TEXT SHOWN –
※
A new study has added prosopagnosia, or face blindness, to the growing list of brain problems caused by COVID-19. The study surveyed over 50 patients with long COVID, and found that most were struggling with the identification of faces. One patient, Annie (a pseudonym for privacy), had normal facial recognition before being diagnosed with COVID-19. The 28-year-old artist had to rely on Google map pins to navigate her way through familiar environments after losing her orientation. The neuropsychologists conducting the study confirmed that her difficulty with recognition is due to specific face memory defects but not wider issues.
Annie had lost her sense of smell and taste, struggled with breathing, and had high fever for a few days during her infection. After relapsing, the facial recognition and navigation problems have been accompanied by fatigue, concentration problems, and brain fog. She later developed balance issues and migraines as well. Due to insurance issues, Annie has not undertaken an MRI, so a stroke cannot be excluded as the cause of her symptoms.
Although it remains unclear how COVID-19 causes these neurological problems, the combination of prosopagnosia and navigational deficits often goes hand in hand, as these two abilities depend on homologous brain regions in the temporal lobe. While it has been known that there are broad cognitive issues caused by COVID-19, the case study of Annie highlights severe and highly selective impact of the disease, suggesting many others may suffer from severe and selective deficits following COVID.
The majority of people with long COVID that the researchers surveyed reported visible neurological difficulties in activities that were previously easy for them, not just a severe minority of cases. The study suggests that physicians and other healthcare workers should be aware of perceptual problems with face recognition and navigation that can be caused by COVID-19. The case study was published in Cortex, urging people to be cautious and informed about COVID-19’s neurological implications.
※
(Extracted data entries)

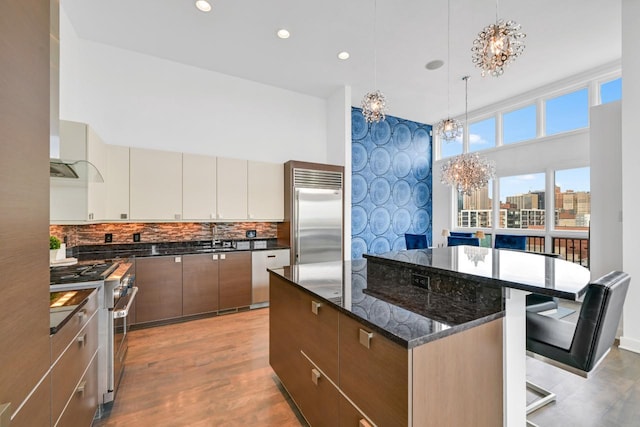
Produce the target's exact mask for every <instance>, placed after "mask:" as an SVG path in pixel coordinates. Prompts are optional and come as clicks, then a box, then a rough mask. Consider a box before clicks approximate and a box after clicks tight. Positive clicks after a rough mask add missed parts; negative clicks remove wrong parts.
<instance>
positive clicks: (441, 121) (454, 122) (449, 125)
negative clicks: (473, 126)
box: [436, 2, 462, 142]
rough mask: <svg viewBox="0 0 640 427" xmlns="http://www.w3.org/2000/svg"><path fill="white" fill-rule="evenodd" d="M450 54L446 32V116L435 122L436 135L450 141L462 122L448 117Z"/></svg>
mask: <svg viewBox="0 0 640 427" xmlns="http://www.w3.org/2000/svg"><path fill="white" fill-rule="evenodd" d="M450 3H451V2H447V32H448V33H450V31H451V10H450V9H451V7H450ZM450 54H451V34H448V37H447V118H446V119H443V120H440V121H439V122H438V123H437V124H436V135H438V137H440V139H442V140H445V141H447V142H451V141H453V140H455V139H456V138H458V137H461V136H462V123H460V122H459V121H458V120H456V119H452V118H451V117H449V108H450V104H451V100H450V93H449V78H450V74H451V72H450V69H451V65H449V62H450V61H449V56H450Z"/></svg>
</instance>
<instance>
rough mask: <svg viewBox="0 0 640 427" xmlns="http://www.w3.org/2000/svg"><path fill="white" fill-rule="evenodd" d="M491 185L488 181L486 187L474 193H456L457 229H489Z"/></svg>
mask: <svg viewBox="0 0 640 427" xmlns="http://www.w3.org/2000/svg"><path fill="white" fill-rule="evenodd" d="M492 188H493V184H492V182H491V181H489V185H487V187H485V188H482V189H480V190H476V191H474V192H473V193H472V194H469V195H463V194H462V193H458V220H457V225H458V227H459V228H491V222H492V219H491V217H492V209H491V198H492V194H491V193H492Z"/></svg>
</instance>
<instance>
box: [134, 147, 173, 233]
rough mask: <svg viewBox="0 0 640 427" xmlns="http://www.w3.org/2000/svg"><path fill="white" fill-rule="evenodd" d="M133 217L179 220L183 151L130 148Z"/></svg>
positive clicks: (140, 219) (136, 217)
mask: <svg viewBox="0 0 640 427" xmlns="http://www.w3.org/2000/svg"><path fill="white" fill-rule="evenodd" d="M129 155H130V170H129V177H130V183H129V188H130V193H129V207H130V213H131V219H132V220H141V221H148V220H181V219H182V153H175V152H171V151H160V150H149V149H144V148H131V149H130V151H129Z"/></svg>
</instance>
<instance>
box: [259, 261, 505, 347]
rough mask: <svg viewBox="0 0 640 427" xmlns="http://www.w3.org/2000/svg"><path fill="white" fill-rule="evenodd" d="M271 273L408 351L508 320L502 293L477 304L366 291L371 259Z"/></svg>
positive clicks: (419, 295)
mask: <svg viewBox="0 0 640 427" xmlns="http://www.w3.org/2000/svg"><path fill="white" fill-rule="evenodd" d="M270 272H271V273H272V274H276V275H278V276H280V277H282V278H284V279H285V280H287V281H288V282H290V283H292V284H294V285H295V286H298V287H299V288H300V289H303V290H304V291H306V292H309V293H311V294H312V295H314V296H317V297H320V298H322V299H323V300H325V301H327V302H329V303H331V304H332V305H333V306H334V307H336V308H337V309H338V310H339V311H341V312H342V313H345V314H346V315H348V316H350V317H352V318H354V319H355V320H357V321H359V322H361V323H363V324H365V325H367V326H368V327H370V328H371V329H372V330H374V331H376V332H378V333H380V334H381V335H383V336H385V337H387V338H389V339H390V340H392V341H394V342H396V343H398V344H400V345H402V346H404V347H406V348H408V349H410V348H413V347H416V346H419V345H422V344H425V343H428V342H430V341H434V340H437V339H439V338H443V337H445V336H448V335H452V334H455V333H457V332H461V331H464V330H467V329H469V328H472V327H475V326H478V325H480V324H483V323H487V322H490V321H492V320H495V319H498V318H501V317H503V316H504V304H503V299H502V291H501V290H499V289H494V291H493V292H490V295H489V296H486V297H483V298H476V299H470V298H450V297H447V296H444V295H442V294H438V293H435V292H430V291H428V290H426V289H422V288H419V287H395V286H393V285H391V286H388V287H387V288H386V289H380V288H377V289H376V290H371V289H368V286H367V260H353V261H345V262H331V263H318V264H303V265H297V266H289V267H284V268H279V269H274V270H270ZM343 278H344V280H343Z"/></svg>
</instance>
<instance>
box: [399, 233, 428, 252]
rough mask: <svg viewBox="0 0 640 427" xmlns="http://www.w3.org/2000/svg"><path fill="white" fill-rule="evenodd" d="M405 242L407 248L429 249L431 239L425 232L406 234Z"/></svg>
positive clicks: (411, 248)
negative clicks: (406, 246)
mask: <svg viewBox="0 0 640 427" xmlns="http://www.w3.org/2000/svg"><path fill="white" fill-rule="evenodd" d="M404 243H405V244H406V245H407V249H427V248H428V247H429V241H428V240H427V236H425V235H424V234H405V235H404Z"/></svg>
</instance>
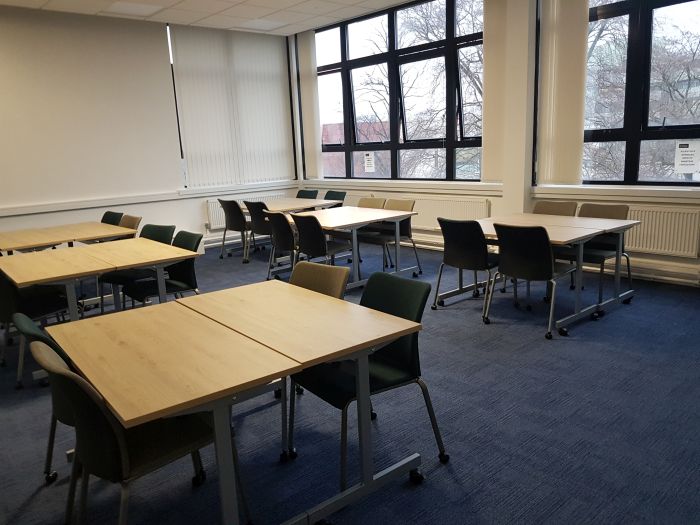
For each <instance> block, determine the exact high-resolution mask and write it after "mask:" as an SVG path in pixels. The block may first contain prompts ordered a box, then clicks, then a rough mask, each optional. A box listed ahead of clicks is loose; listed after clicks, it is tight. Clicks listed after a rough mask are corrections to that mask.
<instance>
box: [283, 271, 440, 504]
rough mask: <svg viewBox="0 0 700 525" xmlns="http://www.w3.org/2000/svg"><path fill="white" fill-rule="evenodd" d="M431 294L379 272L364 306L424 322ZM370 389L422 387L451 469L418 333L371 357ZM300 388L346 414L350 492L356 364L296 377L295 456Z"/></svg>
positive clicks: (390, 343) (341, 482) (291, 406)
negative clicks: (349, 475) (422, 362)
mask: <svg viewBox="0 0 700 525" xmlns="http://www.w3.org/2000/svg"><path fill="white" fill-rule="evenodd" d="M429 294H430V284H428V283H425V282H421V281H413V280H409V279H404V278H401V277H396V276H395V275H391V274H386V273H381V272H378V273H375V274H373V275H372V276H371V277H370V278H369V280H368V281H367V284H366V286H365V290H364V292H363V294H362V298H361V299H360V305H362V306H366V307H367V308H372V309H374V310H379V311H380V312H384V313H387V314H391V315H395V316H398V317H402V318H404V319H409V320H411V321H415V322H420V320H421V318H422V316H423V310H424V309H425V303H426V301H427V300H428V295H429ZM369 383H370V394H371V395H374V394H379V393H381V392H386V391H387V390H392V389H394V388H398V387H401V386H405V385H410V384H413V383H417V384H418V385H419V386H420V388H421V391H422V392H423V398H424V400H425V405H426V408H427V409H428V415H429V416H430V423H431V425H432V427H433V433H434V435H435V441H436V442H437V446H438V450H439V454H438V457H439V458H440V461H441V462H442V463H447V462H448V461H449V458H450V457H449V455H448V454H446V453H445V446H444V445H443V442H442V437H441V435H440V429H439V428H438V424H437V420H436V418H435V412H434V410H433V405H432V403H431V401H430V395H429V393H428V387H427V385H426V384H425V382H424V381H423V379H422V378H421V368H420V357H419V352H418V333H413V334H409V335H406V336H403V337H401V338H399V339H397V340H396V341H394V342H392V343H390V344H388V345H387V346H385V347H383V348H381V349H379V350H377V351H376V352H374V353H373V354H371V355H370V356H369ZM296 384H299V385H301V386H303V387H304V388H305V389H307V390H309V391H310V392H312V393H314V394H315V395H317V396H318V397H320V398H321V399H323V400H324V401H326V402H327V403H329V404H330V405H332V406H334V407H335V408H337V409H339V410H340V411H341V434H340V436H341V437H340V490H341V491H342V490H345V488H346V477H347V476H346V472H347V418H348V407H349V405H350V403H352V402H353V401H355V399H356V397H357V393H356V390H355V388H356V382H355V362H354V361H340V362H334V363H323V364H320V365H316V366H313V367H311V368H307V369H306V370H303V371H302V372H299V373H298V374H294V375H293V376H292V381H291V387H290V393H291V396H290V413H289V419H290V424H289V428H290V432H289V436H290V441H289V449H290V451H294V447H293V445H294V443H293V440H292V436H293V433H292V429H293V427H294V404H295V395H294V386H295V385H296Z"/></svg>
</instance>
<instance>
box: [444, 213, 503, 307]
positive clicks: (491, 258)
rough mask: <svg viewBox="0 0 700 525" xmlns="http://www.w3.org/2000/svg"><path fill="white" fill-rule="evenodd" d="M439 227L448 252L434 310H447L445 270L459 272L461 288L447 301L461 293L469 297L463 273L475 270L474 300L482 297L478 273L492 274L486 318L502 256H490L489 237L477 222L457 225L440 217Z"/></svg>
mask: <svg viewBox="0 0 700 525" xmlns="http://www.w3.org/2000/svg"><path fill="white" fill-rule="evenodd" d="M438 223H439V224H440V229H441V230H442V238H443V241H444V243H443V246H444V251H443V255H442V263H441V264H440V270H439V271H438V281H437V286H436V287H435V299H434V300H433V305H432V306H431V308H432V309H433V310H436V309H437V307H438V306H444V305H445V302H444V298H443V299H440V298H439V297H440V293H439V292H440V281H441V279H442V270H443V269H444V267H445V266H446V265H447V266H452V267H453V268H457V269H458V270H459V288H457V289H455V290H452V291H450V292H446V293H445V296H446V297H452V296H454V295H458V294H460V293H465V292H466V290H464V289H463V281H462V271H463V270H471V271H473V272H474V287H473V292H472V296H473V297H479V288H478V283H479V281H478V274H477V272H484V271H485V272H488V278H487V279H486V286H485V287H484V305H483V307H482V311H481V316H482V318H486V303H487V301H488V294H489V291H490V289H491V278H492V275H491V270H493V269H494V268H496V267H497V266H498V254H495V253H490V252H489V251H488V245H487V243H486V237H484V232H483V230H482V229H481V225H480V224H479V223H478V222H477V221H456V220H452V219H445V218H443V217H438Z"/></svg>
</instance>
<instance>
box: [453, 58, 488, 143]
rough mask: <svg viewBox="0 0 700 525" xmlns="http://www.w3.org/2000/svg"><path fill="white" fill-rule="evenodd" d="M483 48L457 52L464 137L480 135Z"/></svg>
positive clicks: (482, 95) (482, 85) (483, 94)
mask: <svg viewBox="0 0 700 525" xmlns="http://www.w3.org/2000/svg"><path fill="white" fill-rule="evenodd" d="M483 51H484V49H483V46H481V45H479V46H470V47H463V48H460V50H459V55H458V57H459V58H458V60H459V83H460V90H461V96H462V134H463V136H464V137H478V136H480V135H481V108H482V104H483V95H484V84H483V77H484V52H483Z"/></svg>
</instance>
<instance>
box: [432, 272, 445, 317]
mask: <svg viewBox="0 0 700 525" xmlns="http://www.w3.org/2000/svg"><path fill="white" fill-rule="evenodd" d="M444 268H445V263H440V269H439V270H438V282H437V284H436V285H435V298H434V299H433V306H432V309H433V310H437V298H438V295H440V280H441V279H442V270H443V269H444Z"/></svg>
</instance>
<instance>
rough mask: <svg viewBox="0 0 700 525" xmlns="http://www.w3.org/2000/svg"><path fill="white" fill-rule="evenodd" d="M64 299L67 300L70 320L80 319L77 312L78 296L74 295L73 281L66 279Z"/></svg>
mask: <svg viewBox="0 0 700 525" xmlns="http://www.w3.org/2000/svg"><path fill="white" fill-rule="evenodd" d="M66 301H68V314H69V316H70V320H71V321H77V320H78V319H80V314H79V313H78V298H77V297H76V295H75V282H74V281H66Z"/></svg>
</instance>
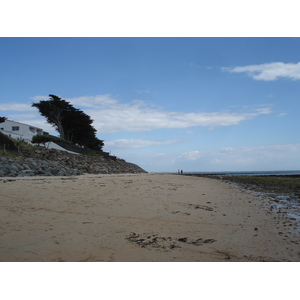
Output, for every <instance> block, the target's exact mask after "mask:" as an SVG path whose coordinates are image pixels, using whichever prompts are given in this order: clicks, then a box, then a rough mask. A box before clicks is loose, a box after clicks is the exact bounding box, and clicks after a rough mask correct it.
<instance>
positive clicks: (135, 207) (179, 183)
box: [0, 173, 300, 262]
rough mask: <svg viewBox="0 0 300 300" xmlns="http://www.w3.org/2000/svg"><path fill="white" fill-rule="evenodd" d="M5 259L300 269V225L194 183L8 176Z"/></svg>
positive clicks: (264, 199) (5, 184) (94, 177)
mask: <svg viewBox="0 0 300 300" xmlns="http://www.w3.org/2000/svg"><path fill="white" fill-rule="evenodd" d="M0 188H1V193H2V196H1V206H2V211H1V219H0V226H1V228H2V234H1V236H0V245H1V246H0V261H49V262H51V261H73V262H74V261H76V262H77V261H93V262H96V261H118V262H126V261H139V262H151V261H152V262H153V261H161V262H169V261H170V262H179V261H180V262H196V261H199V262H204V261H206V262H222V261H232V262H234V261H244V262H246V261H300V252H299V245H298V244H299V242H300V239H299V231H298V229H297V228H298V227H297V226H298V221H297V220H292V219H291V218H289V216H288V215H287V214H285V213H278V212H276V211H275V210H274V209H271V206H272V204H271V203H270V201H269V200H268V199H266V198H263V197H260V196H258V195H253V194H251V193H250V192H249V191H248V192H247V191H245V190H243V189H241V188H240V187H238V186H235V185H232V184H228V183H225V182H222V181H220V180H213V179H211V178H203V177H202V178H201V177H192V176H174V175H163V174H153V173H145V174H108V175H103V174H98V175H92V174H86V175H80V176H66V177H60V176H53V177H40V176H38V177H22V178H18V177H17V178H12V177H7V178H5V177H2V178H0Z"/></svg>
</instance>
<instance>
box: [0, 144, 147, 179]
mask: <svg viewBox="0 0 300 300" xmlns="http://www.w3.org/2000/svg"><path fill="white" fill-rule="evenodd" d="M85 173H88V174H119V173H147V172H146V171H145V170H143V169H142V168H140V167H139V166H137V165H135V164H132V163H128V162H126V161H125V160H122V159H115V160H113V159H110V158H105V157H103V156H99V155H97V156H87V155H76V154H70V153H67V152H65V151H58V150H54V149H50V150H49V149H45V148H38V149H35V148H32V149H30V150H23V151H22V155H21V156H18V157H16V158H11V157H5V156H4V157H0V177H3V176H7V177H17V176H72V175H82V174H85Z"/></svg>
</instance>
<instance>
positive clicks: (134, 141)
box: [105, 139, 180, 149]
mask: <svg viewBox="0 0 300 300" xmlns="http://www.w3.org/2000/svg"><path fill="white" fill-rule="evenodd" d="M179 142H180V141H179V140H178V139H173V140H165V141H155V140H142V139H119V140H114V141H108V142H105V146H106V147H110V148H112V149H137V148H146V147H151V146H162V145H174V144H178V143H179Z"/></svg>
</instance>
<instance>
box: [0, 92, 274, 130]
mask: <svg viewBox="0 0 300 300" xmlns="http://www.w3.org/2000/svg"><path fill="white" fill-rule="evenodd" d="M48 98H49V97H48V96H35V97H32V99H33V100H34V101H35V102H37V101H40V100H47V99H48ZM64 99H65V100H67V101H69V102H70V103H71V104H72V105H74V107H76V108H80V109H82V110H83V111H84V112H85V113H87V114H88V115H89V116H91V118H92V119H93V120H94V123H93V126H94V127H95V128H96V130H97V132H98V133H114V132H124V131H130V132H145V131H151V130H155V129H184V128H189V127H196V126H203V127H209V128H214V127H219V126H231V125H237V124H239V123H241V122H243V121H246V120H251V119H254V118H256V117H258V116H260V115H265V114H270V113H271V112H272V111H271V109H270V107H258V108H255V109H249V110H248V111H247V112H244V111H243V112H233V111H219V112H174V111H166V110H163V109H162V108H161V107H159V106H156V105H152V104H151V103H147V102H145V101H140V100H133V101H130V102H127V103H123V102H121V101H119V100H117V99H114V98H113V97H112V96H111V95H97V96H83V97H76V98H64ZM0 110H2V111H8V112H9V114H8V115H5V116H6V117H8V118H11V116H12V115H13V116H14V117H15V120H16V121H19V122H24V123H26V122H28V123H30V124H32V125H39V126H41V125H42V119H43V118H42V117H40V116H39V115H38V110H37V109H35V108H32V107H31V103H21V104H20V103H19V104H18V103H3V104H0ZM34 111H35V112H36V115H35V116H36V117H35V118H34V117H31V118H28V119H26V116H29V114H28V113H29V112H30V115H31V116H33V115H34ZM17 113H18V114H19V117H20V118H17V116H18V114H17ZM43 124H45V122H44V123H43ZM48 127H49V126H48ZM48 127H47V129H48V130H49V128H48Z"/></svg>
※
REQUIRED ACTION – Rewrite everything in the COVID-19 face blindness article above from "The majority of" down to "COVID-19’s neurological implications.", replacing "physicians" with "doctors".

EXPECTED ANSWER –
The majority of people with long COVID that the researchers surveyed reported visible neurological difficulties in activities that were previously easy for them, not just a severe minority of cases. The study suggests that doctors and other healthcare workers should be aware of perceptual problems with face recognition and navigation that can be caused by COVID-19. The case study was published in Cortex, urging people to be cautious and informed about COVID-19’s neurological implications.